▸ **Your instructions**
Your answer must be an exact transcription of every entry.

▸ **Records from a dataset**
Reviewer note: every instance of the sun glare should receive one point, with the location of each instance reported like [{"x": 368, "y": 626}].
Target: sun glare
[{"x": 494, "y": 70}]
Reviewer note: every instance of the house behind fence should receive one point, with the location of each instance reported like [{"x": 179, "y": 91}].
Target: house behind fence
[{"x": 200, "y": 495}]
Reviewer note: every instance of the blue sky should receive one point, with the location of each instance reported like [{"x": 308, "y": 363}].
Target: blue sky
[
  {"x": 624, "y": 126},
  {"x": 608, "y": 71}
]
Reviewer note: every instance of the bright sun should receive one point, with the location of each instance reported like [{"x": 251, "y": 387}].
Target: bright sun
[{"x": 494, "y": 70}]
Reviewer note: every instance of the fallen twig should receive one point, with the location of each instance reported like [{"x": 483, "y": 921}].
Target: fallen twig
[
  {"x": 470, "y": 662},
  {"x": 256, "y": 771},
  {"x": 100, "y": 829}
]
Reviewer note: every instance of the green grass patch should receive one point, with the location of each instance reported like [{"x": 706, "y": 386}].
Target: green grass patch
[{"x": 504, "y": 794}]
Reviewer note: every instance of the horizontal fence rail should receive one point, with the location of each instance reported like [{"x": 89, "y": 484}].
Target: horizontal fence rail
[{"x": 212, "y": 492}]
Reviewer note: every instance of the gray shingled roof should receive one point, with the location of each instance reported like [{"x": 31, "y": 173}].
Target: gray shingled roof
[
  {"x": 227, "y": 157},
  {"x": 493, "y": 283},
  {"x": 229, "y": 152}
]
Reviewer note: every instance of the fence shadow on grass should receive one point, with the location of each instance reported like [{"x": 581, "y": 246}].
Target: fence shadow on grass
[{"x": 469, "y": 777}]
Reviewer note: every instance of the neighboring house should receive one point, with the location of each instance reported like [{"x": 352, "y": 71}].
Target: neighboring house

▸ **Response**
Reviewer note: every instance of the sun glare should receive one point, with the location of each instance reported like [{"x": 368, "y": 626}].
Target: sun glare
[{"x": 494, "y": 70}]
Reviewer note: every instance of the house behind fence should receive one point, with the location of each instance reported like [{"x": 179, "y": 91}].
Target: house behind fence
[{"x": 200, "y": 495}]
Reviewer note: every instance of the blue sky should receive one point, with the location of each instance reported like [{"x": 308, "y": 363}].
Target: blue sky
[
  {"x": 624, "y": 126},
  {"x": 608, "y": 71}
]
Reviewer note: every instance of the bright sun should receive one point, with the location of each instance reported like [{"x": 251, "y": 387}].
Target: bright sun
[{"x": 494, "y": 70}]
Reviewer note: every instance of the fallen twig should receive one point, with the location of each instance reported like [{"x": 483, "y": 921}].
Target: fallen twig
[
  {"x": 470, "y": 662},
  {"x": 256, "y": 771},
  {"x": 100, "y": 829}
]
Reviewer note: every instance of the green grass patch should receive one point, with the location of each instance reported like [{"x": 706, "y": 386}].
Target: green grass patch
[{"x": 504, "y": 794}]
Reviewer note: every instance of the horizontal fence rail should receive one point, with the location of each instance reported like [{"x": 89, "y": 484}].
Target: horizontal fence rail
[{"x": 212, "y": 492}]
Reviewer note: every instance of the gray shingled roof should receive one point, with the location of each instance reported like [{"x": 31, "y": 173}].
Target: gray shingled roof
[
  {"x": 227, "y": 157},
  {"x": 493, "y": 283},
  {"x": 229, "y": 152}
]
Reviewer note: every instance of the fence shadow on grass should receive one point, with the location of each instance reported like [{"x": 581, "y": 246}].
Target: fence shadow on grass
[{"x": 469, "y": 777}]
Reviewer note: every instance of the neighboring house should receive one point, with the location of each instance reported like [{"x": 352, "y": 71}].
Target: neighboring house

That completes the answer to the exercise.